▸ **Source document**

>>>>>

One might object that it’s a bit strange that whether or not an unpickled ndarray is writeable depends on the pickle protocol and whether it was saved to disk or not.

This portends the sort of troubling morass of mutability & ownership semantics that I allude to above. PickleBuffer - by its name - connotes a "pickling", which throughout all of Python’s history has implied a serialization process. But it is now going to be an occasional teleporter of shared references and views, and users will need to pay close attention to the serialization path through different libraries in order to be able to reason about basic things like, "can the unpickler modify this object that I’m about pickle?" That seems like it could be really error-prone, and a really great source of security issues.

User Impact

What are the downstream consequences of bumping a pickle version number? I know that pickles are very widely used as convenient persistence that "mostly just works". It’s much less fuss than fiddling with a database and thinking about long-term schema management. So to that point, people may not be as diligent in tracking their usages of pickles throughout their overall application pipeline.

It should be noted that Python 2’s pickle protocol has been stable for 15 years, across v2.3 - v2.7. So, many people who have been using Python the longest may be least accustomed to thinking about pickle protocol incompatibilities between point revisions of the language.

Python 3 has seen a pickle version bump every few years, so maybe I’m over-worrying and this is not actually a huge burden to users. However, it would be really nice if there was some way to not force people to pay for what they don’t use, i.e. a pickle without any PickleBuffers can save as a more-compatible v4 pickle.

Conclusion

With my Steering Council hat on, since it looks like there is broad consensus between core developers and the dev community served by this PEP, I don’t think I have standing to wield power in this case, other than to certify the consensus.
That being said, with my developer hat on, I would issue a strong word of warning. This PEP involves the intersection of memory ownership semantics between many differing projects (several of which are still in the formative phase), across process boundaries, and persists them across time, and then invites that persistence into the core language as a thing the core devs will maintain going forward. Whenever a memory leak, race condition, or security vulnerability arises between two external projects, it will very likely require some changes or clarifications in PickleBuffer’s metadata. In the future, when someone loads an old pickle from a world-writeable path using some old version of Dask, might they be creating a security hole in their application?

<<<<<

▸ **Entries shown**
>>>>>

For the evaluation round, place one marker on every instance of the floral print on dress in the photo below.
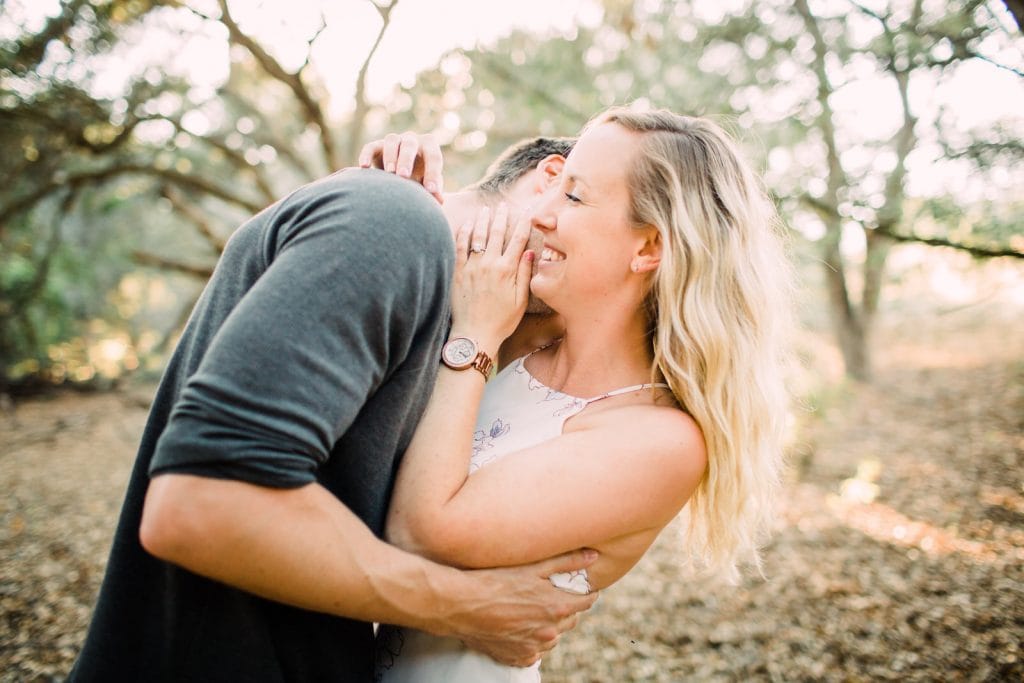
(483, 439)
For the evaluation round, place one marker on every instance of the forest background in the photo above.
(136, 134)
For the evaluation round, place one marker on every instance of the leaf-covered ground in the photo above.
(899, 553)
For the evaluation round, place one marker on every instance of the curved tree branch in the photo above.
(84, 178)
(313, 112)
(145, 258)
(183, 207)
(982, 252)
(361, 105)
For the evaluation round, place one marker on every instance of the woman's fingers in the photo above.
(478, 243)
(523, 276)
(390, 153)
(409, 150)
(371, 155)
(496, 239)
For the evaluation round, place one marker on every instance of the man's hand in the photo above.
(519, 614)
(410, 156)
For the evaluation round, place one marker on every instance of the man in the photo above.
(249, 544)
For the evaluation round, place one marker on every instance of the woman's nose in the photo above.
(543, 217)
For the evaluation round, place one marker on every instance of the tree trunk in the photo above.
(847, 324)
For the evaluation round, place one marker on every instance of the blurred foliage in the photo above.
(777, 74)
(107, 180)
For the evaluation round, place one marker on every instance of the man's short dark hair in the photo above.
(518, 160)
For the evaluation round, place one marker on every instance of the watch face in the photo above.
(459, 352)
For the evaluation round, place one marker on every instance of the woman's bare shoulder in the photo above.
(657, 431)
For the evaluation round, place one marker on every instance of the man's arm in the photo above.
(345, 295)
(304, 548)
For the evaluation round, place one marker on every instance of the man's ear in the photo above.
(548, 171)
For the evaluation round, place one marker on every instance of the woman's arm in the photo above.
(617, 472)
(628, 470)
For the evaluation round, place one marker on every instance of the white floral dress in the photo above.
(517, 412)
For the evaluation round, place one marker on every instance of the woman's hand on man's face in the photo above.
(410, 156)
(492, 278)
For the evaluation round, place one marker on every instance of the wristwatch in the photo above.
(463, 352)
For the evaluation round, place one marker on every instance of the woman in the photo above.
(662, 254)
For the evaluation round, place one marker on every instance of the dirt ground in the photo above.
(899, 553)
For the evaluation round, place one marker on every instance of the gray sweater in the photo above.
(309, 357)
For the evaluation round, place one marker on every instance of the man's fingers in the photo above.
(578, 559)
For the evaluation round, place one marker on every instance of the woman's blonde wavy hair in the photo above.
(720, 308)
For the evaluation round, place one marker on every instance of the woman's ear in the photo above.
(648, 255)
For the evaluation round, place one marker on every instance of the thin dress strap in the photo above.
(635, 387)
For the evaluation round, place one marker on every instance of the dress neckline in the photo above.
(582, 399)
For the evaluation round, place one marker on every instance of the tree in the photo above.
(87, 159)
(775, 72)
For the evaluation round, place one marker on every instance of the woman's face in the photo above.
(589, 241)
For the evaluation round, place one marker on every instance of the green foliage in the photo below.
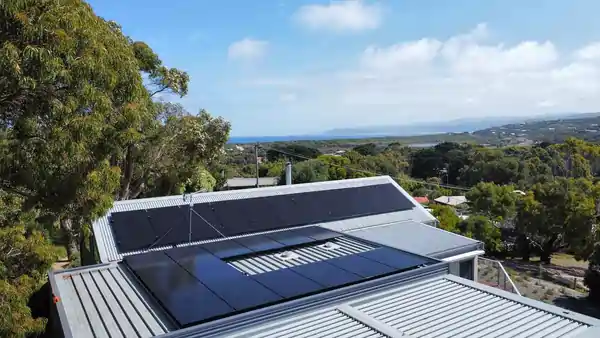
(447, 217)
(495, 201)
(592, 275)
(15, 316)
(307, 172)
(482, 229)
(367, 149)
(337, 166)
(289, 150)
(558, 214)
(78, 127)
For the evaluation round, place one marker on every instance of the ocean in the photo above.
(323, 137)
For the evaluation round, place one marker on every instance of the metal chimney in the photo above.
(288, 173)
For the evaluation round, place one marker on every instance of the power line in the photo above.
(449, 186)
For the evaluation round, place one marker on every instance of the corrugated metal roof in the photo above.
(273, 261)
(239, 182)
(106, 301)
(331, 323)
(418, 238)
(446, 306)
(105, 240)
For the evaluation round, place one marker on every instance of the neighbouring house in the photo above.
(421, 199)
(519, 192)
(349, 258)
(249, 182)
(452, 201)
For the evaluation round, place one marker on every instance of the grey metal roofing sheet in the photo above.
(418, 238)
(106, 242)
(331, 323)
(446, 306)
(105, 301)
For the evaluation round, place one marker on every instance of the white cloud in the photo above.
(400, 55)
(465, 76)
(247, 49)
(589, 53)
(546, 103)
(288, 97)
(339, 16)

<<<<<

▸ **Written tasks**
[a] Quote the pickle discussion between "What are the" and "overall application pipeline.", inclusive.
[b] Answer these from the pickle discussion:
(i) For how many years, and across which versions, has Python 2's pickle protocol been stable?
(ii) What pickle version does the writer wish a pickle without any PickleBuffers could be saved as?
(iii) With which hat on does the writer say they have no standing to wield power?
[c] Continue the pickle discussion after its last sentence.
The material has no connection to the pickle discussion.

▸ **Answers in order**
[a]
What are the downstream consequences of bumping a pickle version number? I know that pickles are very widely used as convenient persistence that "mostly just works". It’s much less fuss than fiddling with a database and thinking about long-term schema management. So to that point, people may not be as diligent in tracking their usages of pickles throughout their overall application pipeline.

[b]
(i) 15 years, across v2.3 - v2.7.
(ii) A more-compatible v4 pickle.
(iii) The Steering Council hat.

[c]
This PEP is essentially an optimization (although an important one), and so I don’t understand the urgency of incorporating this into the core language. If various external projects feel so strongly about this issue, then why not create PickleBuffer as small new package and encourage Numpy, Dask, Arrow, xarray, tensorflow, pytorch, cupy, etc. all take it on as a dependency? This then allows it to bake against real-world use cases, fleshing out usability, readability, and hidden surprises. Its design can then evolve much faster before it is memorialized as a protocol version in Python itself. If desired, I can help facilitate this conversation between multiple parties, as I have contacts with many of the affected projects.

pitrou · January 18, 2019, 4:26pm

Thanks @pzwang. To be clear, I don’t want to answer any technical or conceptual questions about PEP 574 itself here. I am mostly interested in the thought process of the various Steering Council candidates, and in the knowledge and experience they’re displaying. I would therefore encourage you to post your PEP-specific questions on the python-dev ML, if you feel strongly enough about them .

(oh, and for full disclosure, though I don’t think it has any impact here, @pzwang as a Anaconda co-founder is a former employer of mine)

pzwang · January 18, 2019, 4:50pm

Ah, got it – thanks for clarifying!

It does seem from your original question (as well as your comment about the “parts” mattering in how they comprise a “sum”) that you were wanting candidates to display some knowledge of Python/CPython itself and “collective history”.

If you don’t mind, I’ll leave my response as it is, with my technical commentary fully serialized inline.

pitrou · January 18, 2019, 4:52pm

I do. It just doesn’t matter under what form exactly that manifests (for example opposing this or that point in the PEP).

+1

ncoghlan · January 19, 2019, 2:53am

At a Steering Council level, I think the key involvement would be appointing and/or ratifying a BDFL-Delegate/Council-Delegate who could make a reasonable risk assessment along the lines of the one Peter posted earlier in the thread.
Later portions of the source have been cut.